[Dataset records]
━━━━
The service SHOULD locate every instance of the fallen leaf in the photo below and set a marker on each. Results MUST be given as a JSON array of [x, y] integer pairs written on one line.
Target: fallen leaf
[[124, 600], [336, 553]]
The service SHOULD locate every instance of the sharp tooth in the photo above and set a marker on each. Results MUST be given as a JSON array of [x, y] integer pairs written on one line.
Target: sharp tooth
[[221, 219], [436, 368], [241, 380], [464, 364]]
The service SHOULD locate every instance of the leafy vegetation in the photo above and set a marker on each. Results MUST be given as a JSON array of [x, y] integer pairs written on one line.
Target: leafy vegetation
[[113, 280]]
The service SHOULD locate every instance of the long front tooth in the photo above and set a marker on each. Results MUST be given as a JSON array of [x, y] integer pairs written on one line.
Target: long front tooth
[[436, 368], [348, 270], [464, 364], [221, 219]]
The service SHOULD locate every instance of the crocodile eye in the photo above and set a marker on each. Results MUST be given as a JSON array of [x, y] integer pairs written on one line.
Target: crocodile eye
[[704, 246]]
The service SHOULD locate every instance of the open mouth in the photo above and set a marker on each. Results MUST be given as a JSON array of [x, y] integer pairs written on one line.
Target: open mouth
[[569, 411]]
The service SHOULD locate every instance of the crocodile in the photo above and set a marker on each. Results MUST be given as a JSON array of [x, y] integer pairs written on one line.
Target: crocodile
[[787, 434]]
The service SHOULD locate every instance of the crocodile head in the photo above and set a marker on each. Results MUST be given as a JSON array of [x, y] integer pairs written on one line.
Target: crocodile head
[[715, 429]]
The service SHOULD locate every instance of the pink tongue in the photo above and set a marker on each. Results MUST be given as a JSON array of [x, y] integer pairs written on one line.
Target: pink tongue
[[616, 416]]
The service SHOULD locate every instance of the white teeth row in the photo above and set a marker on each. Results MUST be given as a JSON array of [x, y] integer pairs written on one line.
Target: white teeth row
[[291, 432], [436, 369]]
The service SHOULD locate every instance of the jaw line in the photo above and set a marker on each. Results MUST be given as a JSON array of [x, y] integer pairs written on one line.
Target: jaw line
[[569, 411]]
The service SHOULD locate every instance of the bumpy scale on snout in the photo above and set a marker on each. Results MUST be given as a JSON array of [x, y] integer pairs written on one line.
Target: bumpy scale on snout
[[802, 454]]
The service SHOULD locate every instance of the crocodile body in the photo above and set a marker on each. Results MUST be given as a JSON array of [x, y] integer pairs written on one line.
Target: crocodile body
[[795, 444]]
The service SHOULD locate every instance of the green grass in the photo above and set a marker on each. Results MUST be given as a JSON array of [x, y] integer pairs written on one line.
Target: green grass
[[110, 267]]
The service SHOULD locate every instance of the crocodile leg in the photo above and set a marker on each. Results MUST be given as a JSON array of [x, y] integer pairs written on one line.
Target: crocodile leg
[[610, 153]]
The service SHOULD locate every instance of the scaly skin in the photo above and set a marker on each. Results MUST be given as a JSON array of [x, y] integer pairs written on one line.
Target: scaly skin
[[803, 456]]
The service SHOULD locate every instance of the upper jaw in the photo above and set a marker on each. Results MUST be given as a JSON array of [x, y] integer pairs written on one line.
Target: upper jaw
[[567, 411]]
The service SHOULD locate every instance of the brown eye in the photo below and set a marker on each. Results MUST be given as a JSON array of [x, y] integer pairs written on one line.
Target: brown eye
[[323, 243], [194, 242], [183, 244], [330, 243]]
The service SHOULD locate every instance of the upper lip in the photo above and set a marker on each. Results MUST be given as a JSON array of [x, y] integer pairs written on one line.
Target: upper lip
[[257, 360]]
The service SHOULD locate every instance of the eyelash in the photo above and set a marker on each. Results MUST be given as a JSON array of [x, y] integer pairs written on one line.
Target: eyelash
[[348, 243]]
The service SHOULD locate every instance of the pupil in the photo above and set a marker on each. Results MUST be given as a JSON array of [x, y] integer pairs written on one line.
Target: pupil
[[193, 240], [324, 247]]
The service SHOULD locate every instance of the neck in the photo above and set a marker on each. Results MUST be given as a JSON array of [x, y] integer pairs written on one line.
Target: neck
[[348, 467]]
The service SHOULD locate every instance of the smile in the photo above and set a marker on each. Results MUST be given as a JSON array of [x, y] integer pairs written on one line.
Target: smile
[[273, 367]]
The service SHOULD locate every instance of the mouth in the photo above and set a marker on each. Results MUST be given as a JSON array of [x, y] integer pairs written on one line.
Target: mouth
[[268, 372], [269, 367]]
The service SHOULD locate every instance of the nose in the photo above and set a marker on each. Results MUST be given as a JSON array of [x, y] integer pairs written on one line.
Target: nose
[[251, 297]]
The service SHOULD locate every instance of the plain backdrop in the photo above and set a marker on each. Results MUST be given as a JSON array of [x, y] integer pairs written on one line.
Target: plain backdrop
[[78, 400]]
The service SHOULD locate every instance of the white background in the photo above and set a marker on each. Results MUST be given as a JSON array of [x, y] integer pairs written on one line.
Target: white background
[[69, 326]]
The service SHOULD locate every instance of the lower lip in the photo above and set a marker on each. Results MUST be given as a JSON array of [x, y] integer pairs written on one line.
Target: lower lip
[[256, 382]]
━━━━
§ **WHAT YOU NEED TO DO**
Reproduce every one of the rows above, word for word and in the same order.

§ **TASK RESPONSE**
The service SHOULD locate every instance of the fallen leaf in the photo below and set a marker on each. Results MUST be given as a JSON array of [x, y] integer pairs written on one line.
Target: fallen leaf
[[124, 600], [336, 553]]
The service SHOULD locate every instance of the sharp tooth in the photo above and set a marker on each. Results MUST be given as a JSON array of [x, y] integer pairs written on one line.
Target: sharp tooth
[[221, 219], [436, 368], [241, 380], [464, 364]]
The service SHOULD locate every instance of the leafy vegetation in the photo above and set a marker on each. Results MUST be given as a JSON array of [x, y] integer pairs written on one line.
Target: leafy vegetation
[[113, 280]]
The service SHOULD locate every instance of the long front tooth in the photo above and set a marker on each. Results MUST be given as a JSON array of [x, y] integer pairs written on one line.
Target: long front tooth
[[436, 368], [348, 270], [464, 364], [221, 219]]
The service SHOULD locate every instance of the crocodile eye in the photo above and set a marker on each. Results MUST be given as a JSON array of [x, y] integer pairs written on one line.
Target: crocodile eye
[[704, 246]]
The service SHOULD locate every instance of the open mouth in the photo above and set a marker on each. Results MUST be given as a JSON array of [x, y] integer pairs written on one line.
Target: open mouth
[[569, 411]]
The service SHOULD locate every instance of the crocodile in the photo above and set a marker on each. Results MUST be given as a JSON array of [x, y] integer pairs written on one line.
Target: crocodile
[[787, 434]]
The service SHOULD locate every instance of the crocodile head in the photo above and set a marker on each. Results MUST be given as a JSON array of [x, y] integer pairs written on one line.
Target: crocodile head
[[715, 429]]
The service SHOULD locate every instance of the pink tongue in the photo above and set a marker on each. Results MUST be given as a JSON array of [x, y] integer pairs written on one line.
Target: pink tongue
[[616, 416]]
The service SHOULD locate every instance of the white teeth row in the photo above and set a marker on each. Results MUST be given as a JSON array of [x, y] integer pairs written on one line.
Target: white teeth row
[[291, 432], [436, 369]]
The service SHOULD locate every instance of the jaw line in the photo above and set a marker on each. Results MUST be given as a JSON array of [x, y] integer pairs written on one line.
Target: jaw line
[[569, 411]]
The service SHOULD locate every instance of the bumpy scale on snout in the photo above and set a marker on each. Results MUST be given as a JSON array of [x, y] integer pairs written on one line.
Target: bumpy scale on snout
[[802, 454]]
The service SHOULD locate every instance of the crocodile body in the photo above and set a marker on each. Results MUST be given as a JSON array of [x, y] integer pairs written on one line.
Target: crocodile body
[[795, 444]]
The service SHOULD locate every instance of the green grass in the photo above and set a marker on each. Results MUST be given as a JSON array of [x, y] integer pairs written on one line.
Target: green grass
[[110, 267]]
The service SHOULD locate every instance of the crocodile leg in the photo above and set a marker on each. Results MUST be given as a JSON array of [x, y] integer pairs written on one line.
Target: crocodile leg
[[610, 153]]
The service SHOULD locate every instance of the scaly skin in the photo above and set a marker on each. Results MUST be given as a JSON array of [x, y] integer pairs written on one line.
Target: scaly skin
[[803, 456]]
The service SHOULD locate every instance of the upper jaw in the photo above and set a marker on each. Results MUST be given as a JSON array of [x, y] integer pairs written on one line.
Target: upper jaw
[[567, 411]]
The service SHOULD locate every instance of the brown eye in the photo below and set a marker on each. Results MUST be given as a JSON array of [x, y] integer pairs written on one line.
Target: brown eye
[[323, 243], [194, 242], [183, 244], [330, 243]]
The service SHOULD locate every instance of the upper lip in the photo above and set a marker on each. Results MUST be given as a JSON array of [x, y] integer pairs written on one line.
Target: upper lip
[[257, 360]]
The service SHOULD locate every instance of the eyelash in the photo above and set a marker on each. Results MUST be given as a JSON array of [x, y] integer pairs written on one line.
Target: eyelash
[[348, 243]]
The service SHOULD locate every instance of the pupil in the photo above and set a marker on each. Results MUST be given as a JSON array of [x, y] integer pairs written on one line.
Target: pupil
[[193, 240], [324, 247]]
The service SHOULD locate every instance of the neck in the photo above and set a marker on each. Results MUST be given as a JSON array of [x, y] integer pairs written on one line.
Target: neck
[[348, 467]]
The service SHOULD locate every instance of the smile in the photo above and set a marker on each. Results MUST be given as a JSON array of [x, y] integer pairs written on one line.
Target: smile
[[273, 367]]
The service SHOULD locate every instance of the mouth in the photo above and set a marker on each. Results MUST be given as a JSON array of [x, y] integer pairs written on one line.
Target: mouth
[[268, 372], [269, 367]]
The service SHOULD locate every instance of the nose in the photo above and set a marker on each. Results MUST be given as a JSON array of [x, y] integer pairs written on one line.
Target: nose
[[251, 297]]
The service SHOULD locate every instance of the plain backdrop in the photo above and set a marker on each. Results MUST be given as a JSON array of [x, y] integer pairs written on one line.
Target: plain backdrop
[[78, 400]]
The service SHOULD locate every instance of the white background in the photo above and set a marker on each. Results MUST be given as a JSON array of [x, y] integer pairs written on one line.
Target: white background
[[69, 326]]
The service SHOULD locate every instance of the lower lip in the photo above and set a marker on each. Results MUST be given as a JSON array of [x, y] integer pairs written on one line.
Target: lower lip
[[256, 382]]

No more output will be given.